### Work task
With the images removed, transcribe the listing that follows exactly.

### Given entries
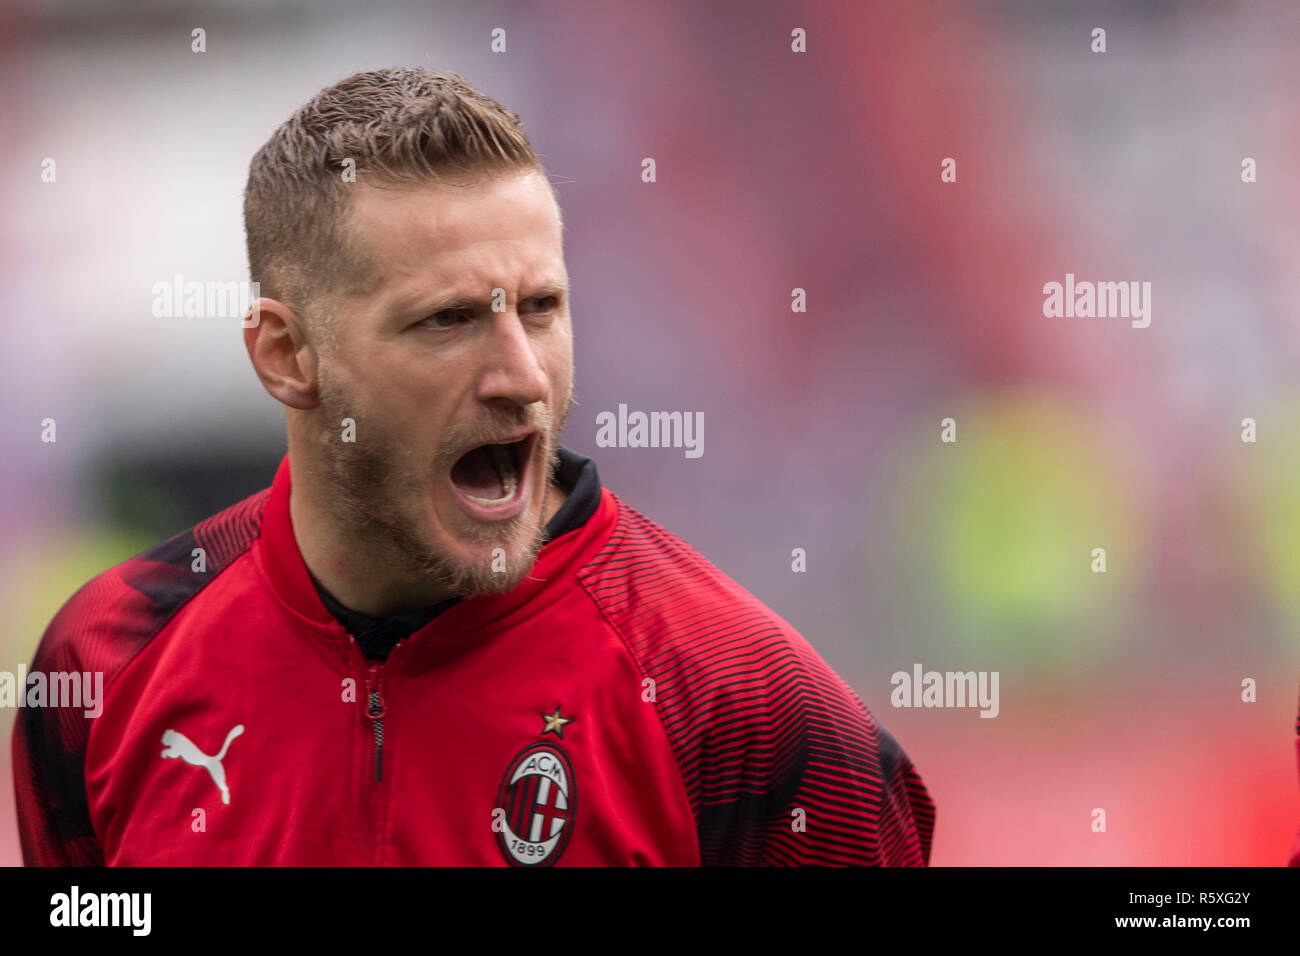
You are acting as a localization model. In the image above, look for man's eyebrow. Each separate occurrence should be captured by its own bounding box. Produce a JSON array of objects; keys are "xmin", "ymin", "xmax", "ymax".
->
[
  {"xmin": 409, "ymin": 281, "xmax": 570, "ymax": 315},
  {"xmin": 527, "ymin": 281, "xmax": 570, "ymax": 300}
]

### Response area
You are acting as a localization model. In the image above, look for man's eyebrow. Each separate occurrence should be captured by its own bounding box. Produce a JSON array of objects; keys are "xmin", "ymin", "xmax", "ymax".
->
[
  {"xmin": 409, "ymin": 281, "xmax": 570, "ymax": 315},
  {"xmin": 527, "ymin": 281, "xmax": 570, "ymax": 300}
]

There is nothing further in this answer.